### WHAT THE EXERCISE ASKS
Copy the lines verbatim, beginning with the line that contains "Indicate the nose" and continuing through the end of the data, and only those lines.

+--

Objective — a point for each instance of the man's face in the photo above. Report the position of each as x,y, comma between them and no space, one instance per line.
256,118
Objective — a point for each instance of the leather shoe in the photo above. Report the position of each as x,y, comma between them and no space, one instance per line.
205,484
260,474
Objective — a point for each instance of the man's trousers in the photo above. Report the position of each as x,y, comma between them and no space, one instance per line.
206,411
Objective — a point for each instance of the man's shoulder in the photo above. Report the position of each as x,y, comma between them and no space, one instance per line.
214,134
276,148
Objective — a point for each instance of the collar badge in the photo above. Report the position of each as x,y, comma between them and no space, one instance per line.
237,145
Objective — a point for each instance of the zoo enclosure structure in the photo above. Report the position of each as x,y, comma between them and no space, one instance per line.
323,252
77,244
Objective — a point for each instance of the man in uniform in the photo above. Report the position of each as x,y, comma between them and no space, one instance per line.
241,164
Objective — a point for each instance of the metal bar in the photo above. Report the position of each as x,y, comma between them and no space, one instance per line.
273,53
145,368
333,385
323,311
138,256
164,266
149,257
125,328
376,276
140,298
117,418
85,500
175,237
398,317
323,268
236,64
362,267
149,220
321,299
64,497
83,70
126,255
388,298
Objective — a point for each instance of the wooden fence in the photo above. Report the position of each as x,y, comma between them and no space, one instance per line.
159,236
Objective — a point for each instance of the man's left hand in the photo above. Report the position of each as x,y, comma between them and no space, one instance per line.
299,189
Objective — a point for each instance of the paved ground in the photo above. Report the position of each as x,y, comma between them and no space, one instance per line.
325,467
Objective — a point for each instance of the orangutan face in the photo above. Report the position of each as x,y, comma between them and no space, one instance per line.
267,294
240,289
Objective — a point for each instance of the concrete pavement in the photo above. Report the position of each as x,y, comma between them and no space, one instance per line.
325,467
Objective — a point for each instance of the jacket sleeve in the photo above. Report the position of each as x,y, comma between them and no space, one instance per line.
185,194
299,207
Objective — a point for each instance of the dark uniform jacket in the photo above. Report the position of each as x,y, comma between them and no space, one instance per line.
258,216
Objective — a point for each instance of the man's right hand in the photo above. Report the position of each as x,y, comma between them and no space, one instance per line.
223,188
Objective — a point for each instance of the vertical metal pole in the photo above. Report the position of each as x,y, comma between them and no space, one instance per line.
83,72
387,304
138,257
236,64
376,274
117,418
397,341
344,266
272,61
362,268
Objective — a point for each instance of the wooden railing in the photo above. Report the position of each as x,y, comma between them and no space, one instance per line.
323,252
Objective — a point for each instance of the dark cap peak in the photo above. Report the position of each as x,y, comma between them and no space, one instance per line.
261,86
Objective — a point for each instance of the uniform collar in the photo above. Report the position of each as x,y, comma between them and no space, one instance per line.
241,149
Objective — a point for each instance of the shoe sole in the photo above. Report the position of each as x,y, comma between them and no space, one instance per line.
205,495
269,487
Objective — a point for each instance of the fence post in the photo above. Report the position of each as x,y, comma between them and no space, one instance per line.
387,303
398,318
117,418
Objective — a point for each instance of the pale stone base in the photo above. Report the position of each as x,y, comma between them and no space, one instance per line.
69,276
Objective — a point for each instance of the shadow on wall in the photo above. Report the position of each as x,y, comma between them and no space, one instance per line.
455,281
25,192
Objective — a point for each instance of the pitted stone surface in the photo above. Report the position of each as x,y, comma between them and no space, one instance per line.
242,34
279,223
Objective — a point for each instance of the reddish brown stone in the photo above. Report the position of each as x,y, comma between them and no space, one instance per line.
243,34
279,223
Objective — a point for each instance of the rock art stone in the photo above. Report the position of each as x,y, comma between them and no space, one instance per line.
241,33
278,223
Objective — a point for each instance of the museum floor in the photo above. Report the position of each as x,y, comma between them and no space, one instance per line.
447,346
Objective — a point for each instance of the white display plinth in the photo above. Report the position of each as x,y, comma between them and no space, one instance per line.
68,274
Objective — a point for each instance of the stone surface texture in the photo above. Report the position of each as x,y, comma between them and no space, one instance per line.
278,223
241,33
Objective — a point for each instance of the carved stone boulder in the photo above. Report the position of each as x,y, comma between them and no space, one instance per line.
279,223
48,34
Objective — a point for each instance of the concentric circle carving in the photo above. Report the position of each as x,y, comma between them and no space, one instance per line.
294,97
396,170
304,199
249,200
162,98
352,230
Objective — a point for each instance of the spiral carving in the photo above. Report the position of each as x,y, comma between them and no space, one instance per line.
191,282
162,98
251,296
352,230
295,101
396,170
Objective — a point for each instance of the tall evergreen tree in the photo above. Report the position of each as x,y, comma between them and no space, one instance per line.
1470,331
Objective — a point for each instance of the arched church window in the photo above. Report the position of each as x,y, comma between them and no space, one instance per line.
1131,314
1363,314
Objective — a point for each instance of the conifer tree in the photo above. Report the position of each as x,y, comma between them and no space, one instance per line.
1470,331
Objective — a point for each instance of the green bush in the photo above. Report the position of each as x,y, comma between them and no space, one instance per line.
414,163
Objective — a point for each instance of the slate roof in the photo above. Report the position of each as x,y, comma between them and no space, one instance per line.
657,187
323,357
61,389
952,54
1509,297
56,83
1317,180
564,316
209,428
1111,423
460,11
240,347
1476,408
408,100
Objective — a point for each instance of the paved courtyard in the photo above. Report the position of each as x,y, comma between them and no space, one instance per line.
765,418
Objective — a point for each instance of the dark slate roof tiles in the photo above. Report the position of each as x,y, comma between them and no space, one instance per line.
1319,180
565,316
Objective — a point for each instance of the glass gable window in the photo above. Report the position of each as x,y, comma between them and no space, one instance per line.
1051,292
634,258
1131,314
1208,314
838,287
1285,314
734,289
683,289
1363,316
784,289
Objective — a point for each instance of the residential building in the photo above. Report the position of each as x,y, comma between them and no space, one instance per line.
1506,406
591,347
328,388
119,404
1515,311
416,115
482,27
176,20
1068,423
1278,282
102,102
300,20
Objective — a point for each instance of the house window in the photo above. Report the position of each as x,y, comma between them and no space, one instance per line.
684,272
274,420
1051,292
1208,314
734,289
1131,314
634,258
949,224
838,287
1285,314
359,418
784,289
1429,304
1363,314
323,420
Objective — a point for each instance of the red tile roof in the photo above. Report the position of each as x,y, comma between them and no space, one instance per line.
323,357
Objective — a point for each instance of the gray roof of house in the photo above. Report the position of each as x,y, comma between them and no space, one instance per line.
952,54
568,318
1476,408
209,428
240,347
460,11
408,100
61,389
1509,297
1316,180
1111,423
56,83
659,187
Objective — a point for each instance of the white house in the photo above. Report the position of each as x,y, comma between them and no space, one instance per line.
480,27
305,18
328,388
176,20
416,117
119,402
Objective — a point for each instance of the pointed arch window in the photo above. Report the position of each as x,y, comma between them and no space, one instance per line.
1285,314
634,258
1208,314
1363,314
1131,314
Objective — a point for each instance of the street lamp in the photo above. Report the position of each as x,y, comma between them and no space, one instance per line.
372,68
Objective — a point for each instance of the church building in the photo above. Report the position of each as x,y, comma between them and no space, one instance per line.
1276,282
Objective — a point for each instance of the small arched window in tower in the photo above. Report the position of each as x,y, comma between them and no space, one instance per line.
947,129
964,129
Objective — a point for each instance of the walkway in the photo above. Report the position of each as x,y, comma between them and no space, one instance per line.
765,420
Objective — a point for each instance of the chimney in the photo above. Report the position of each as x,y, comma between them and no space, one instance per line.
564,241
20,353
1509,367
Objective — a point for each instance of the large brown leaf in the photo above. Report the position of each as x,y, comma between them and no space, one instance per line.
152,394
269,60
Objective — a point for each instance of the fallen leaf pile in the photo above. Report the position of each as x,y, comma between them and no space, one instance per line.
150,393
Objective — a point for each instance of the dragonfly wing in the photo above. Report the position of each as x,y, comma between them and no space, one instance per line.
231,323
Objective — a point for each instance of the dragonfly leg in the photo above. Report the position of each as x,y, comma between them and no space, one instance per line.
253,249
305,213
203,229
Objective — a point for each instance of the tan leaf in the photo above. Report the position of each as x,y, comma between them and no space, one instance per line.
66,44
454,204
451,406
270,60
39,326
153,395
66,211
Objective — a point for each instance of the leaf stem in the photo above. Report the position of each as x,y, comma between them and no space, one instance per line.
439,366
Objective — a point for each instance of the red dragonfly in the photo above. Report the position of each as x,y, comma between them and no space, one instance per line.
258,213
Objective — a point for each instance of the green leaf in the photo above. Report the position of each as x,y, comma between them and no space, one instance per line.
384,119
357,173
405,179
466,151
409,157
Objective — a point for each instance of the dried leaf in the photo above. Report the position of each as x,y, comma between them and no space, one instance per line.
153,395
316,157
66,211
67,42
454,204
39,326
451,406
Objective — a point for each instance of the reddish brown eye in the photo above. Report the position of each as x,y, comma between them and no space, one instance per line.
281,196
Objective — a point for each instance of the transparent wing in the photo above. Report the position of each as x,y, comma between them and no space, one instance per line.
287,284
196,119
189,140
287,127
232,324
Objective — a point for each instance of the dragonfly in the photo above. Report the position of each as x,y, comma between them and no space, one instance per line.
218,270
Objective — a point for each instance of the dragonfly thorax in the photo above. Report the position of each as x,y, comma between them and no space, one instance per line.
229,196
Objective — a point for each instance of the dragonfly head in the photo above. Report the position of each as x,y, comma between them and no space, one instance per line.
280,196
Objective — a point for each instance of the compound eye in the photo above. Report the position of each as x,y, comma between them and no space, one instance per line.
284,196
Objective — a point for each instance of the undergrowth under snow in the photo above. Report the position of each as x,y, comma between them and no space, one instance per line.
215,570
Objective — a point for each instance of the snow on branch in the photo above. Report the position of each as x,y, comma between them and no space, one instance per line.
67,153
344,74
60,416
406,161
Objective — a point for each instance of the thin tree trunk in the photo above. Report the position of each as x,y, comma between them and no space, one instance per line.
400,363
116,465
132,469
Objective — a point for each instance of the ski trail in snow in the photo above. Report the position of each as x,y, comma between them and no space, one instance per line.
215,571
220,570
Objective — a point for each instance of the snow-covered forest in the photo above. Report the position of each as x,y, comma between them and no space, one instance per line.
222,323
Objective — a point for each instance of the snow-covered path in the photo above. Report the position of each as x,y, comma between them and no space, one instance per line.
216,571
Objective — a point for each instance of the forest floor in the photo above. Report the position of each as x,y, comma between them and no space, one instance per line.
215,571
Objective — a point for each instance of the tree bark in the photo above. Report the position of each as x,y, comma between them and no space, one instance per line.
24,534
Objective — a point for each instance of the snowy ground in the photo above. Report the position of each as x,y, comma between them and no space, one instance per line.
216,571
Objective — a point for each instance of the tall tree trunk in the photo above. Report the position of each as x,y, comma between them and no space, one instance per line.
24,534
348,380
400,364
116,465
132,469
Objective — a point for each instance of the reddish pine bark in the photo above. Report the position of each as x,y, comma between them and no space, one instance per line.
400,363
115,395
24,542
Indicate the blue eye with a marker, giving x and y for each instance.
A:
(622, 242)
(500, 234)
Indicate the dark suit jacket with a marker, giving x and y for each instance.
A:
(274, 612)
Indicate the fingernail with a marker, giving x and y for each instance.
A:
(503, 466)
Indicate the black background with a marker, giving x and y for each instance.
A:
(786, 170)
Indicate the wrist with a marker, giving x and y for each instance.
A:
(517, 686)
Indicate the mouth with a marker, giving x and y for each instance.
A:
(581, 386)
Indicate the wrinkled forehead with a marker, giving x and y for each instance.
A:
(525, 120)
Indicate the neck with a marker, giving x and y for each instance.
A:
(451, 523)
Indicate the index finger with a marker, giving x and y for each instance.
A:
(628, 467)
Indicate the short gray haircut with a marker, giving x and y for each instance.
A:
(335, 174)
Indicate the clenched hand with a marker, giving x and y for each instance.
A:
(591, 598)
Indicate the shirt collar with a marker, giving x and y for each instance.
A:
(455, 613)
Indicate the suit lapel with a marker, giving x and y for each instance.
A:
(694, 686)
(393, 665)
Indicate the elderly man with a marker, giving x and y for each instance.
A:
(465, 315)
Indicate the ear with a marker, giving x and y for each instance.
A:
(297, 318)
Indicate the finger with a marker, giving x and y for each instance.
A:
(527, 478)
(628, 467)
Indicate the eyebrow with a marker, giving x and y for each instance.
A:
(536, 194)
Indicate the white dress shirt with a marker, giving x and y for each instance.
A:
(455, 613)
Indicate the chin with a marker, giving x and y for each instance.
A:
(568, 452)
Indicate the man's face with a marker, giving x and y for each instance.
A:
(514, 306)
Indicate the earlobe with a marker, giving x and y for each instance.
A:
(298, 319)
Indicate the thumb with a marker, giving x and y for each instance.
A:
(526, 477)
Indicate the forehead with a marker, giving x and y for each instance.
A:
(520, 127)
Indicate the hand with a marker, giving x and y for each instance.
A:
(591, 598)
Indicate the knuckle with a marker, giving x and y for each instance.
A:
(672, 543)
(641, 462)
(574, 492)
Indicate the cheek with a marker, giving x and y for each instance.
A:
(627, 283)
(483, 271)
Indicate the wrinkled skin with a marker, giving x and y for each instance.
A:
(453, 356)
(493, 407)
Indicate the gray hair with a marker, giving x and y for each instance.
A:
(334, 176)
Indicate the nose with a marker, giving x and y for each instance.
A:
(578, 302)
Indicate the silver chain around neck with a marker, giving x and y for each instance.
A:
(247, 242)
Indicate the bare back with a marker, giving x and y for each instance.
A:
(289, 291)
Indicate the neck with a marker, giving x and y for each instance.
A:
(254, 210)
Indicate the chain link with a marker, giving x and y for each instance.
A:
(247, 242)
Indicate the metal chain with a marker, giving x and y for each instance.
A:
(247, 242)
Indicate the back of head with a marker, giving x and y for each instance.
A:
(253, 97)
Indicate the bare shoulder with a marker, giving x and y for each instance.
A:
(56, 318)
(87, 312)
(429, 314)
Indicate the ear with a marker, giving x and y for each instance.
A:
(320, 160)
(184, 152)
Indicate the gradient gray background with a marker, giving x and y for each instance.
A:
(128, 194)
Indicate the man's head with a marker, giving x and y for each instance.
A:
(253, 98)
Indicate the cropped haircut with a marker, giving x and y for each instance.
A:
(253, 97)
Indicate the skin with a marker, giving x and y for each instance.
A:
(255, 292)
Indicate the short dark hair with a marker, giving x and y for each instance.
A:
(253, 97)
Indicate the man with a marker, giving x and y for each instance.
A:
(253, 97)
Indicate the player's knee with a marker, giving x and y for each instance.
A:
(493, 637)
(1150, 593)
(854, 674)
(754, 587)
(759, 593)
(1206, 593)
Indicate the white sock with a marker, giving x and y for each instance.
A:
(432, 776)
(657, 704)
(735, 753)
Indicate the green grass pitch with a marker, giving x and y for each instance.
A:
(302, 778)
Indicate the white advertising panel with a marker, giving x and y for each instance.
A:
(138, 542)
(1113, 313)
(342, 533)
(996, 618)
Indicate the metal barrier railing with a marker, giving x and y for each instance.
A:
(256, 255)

+--

### RESPONSE BELOW
Indicate the nose with a marker, giving x and y for each instance.
A:
(578, 302)
Indicate the silver chain around neck with a marker, giving x and y for each instance.
A:
(247, 242)
Indicate the bare back with a marker, giving x and y for each instance.
A:
(289, 291)
Indicate the neck with a marker, giving x and y for each instance.
A:
(254, 210)
Indicate the chain link with a marker, giving x and y for each instance.
A:
(247, 242)
Indicate the metal chain with a marker, giving x and y for each instance.
A:
(247, 242)
Indicate the back of head with a marker, giving x and y for each instance.
A:
(253, 97)
Indicate the bare shoulder with a marker, giving x and y for each instance.
A:
(56, 318)
(87, 312)
(429, 314)
Indicate the ear with a marker, giving x and y for each instance.
A:
(320, 160)
(184, 152)
Indicate the gradient gray background with a marker, giving x and y for each instance.
A:
(128, 194)
Indicate the man's head with a marker, giving x and y for each instance.
A:
(253, 98)
Indicate the cropped haircut with a marker, giving x and y for each instance.
A:
(253, 97)
Indicate the skin with a marker, giving x and y for each instance.
A:
(255, 292)
Indicate the short dark hair with a marker, giving x and y for each instance.
A:
(253, 97)
Indicate the man with a marker, giving x and y for each instance.
A:
(253, 97)
Indicate the player's knee with a marker, giving x and y for each instance.
A:
(493, 637)
(1150, 593)
(854, 674)
(754, 587)
(759, 593)
(1206, 593)
Indicate the white sock with a marker, giving x and y for each instance.
A:
(432, 776)
(657, 704)
(735, 753)
Indicate the green grass pitch with a marker, giving x and y for each instance.
A:
(302, 778)
Indicate the white advertising panel with a marker, giving x and y for each instance.
A:
(138, 542)
(1113, 313)
(342, 533)
(996, 618)
Indicate the metal barrier railing with a marker, giving x and y for each instance.
A:
(256, 255)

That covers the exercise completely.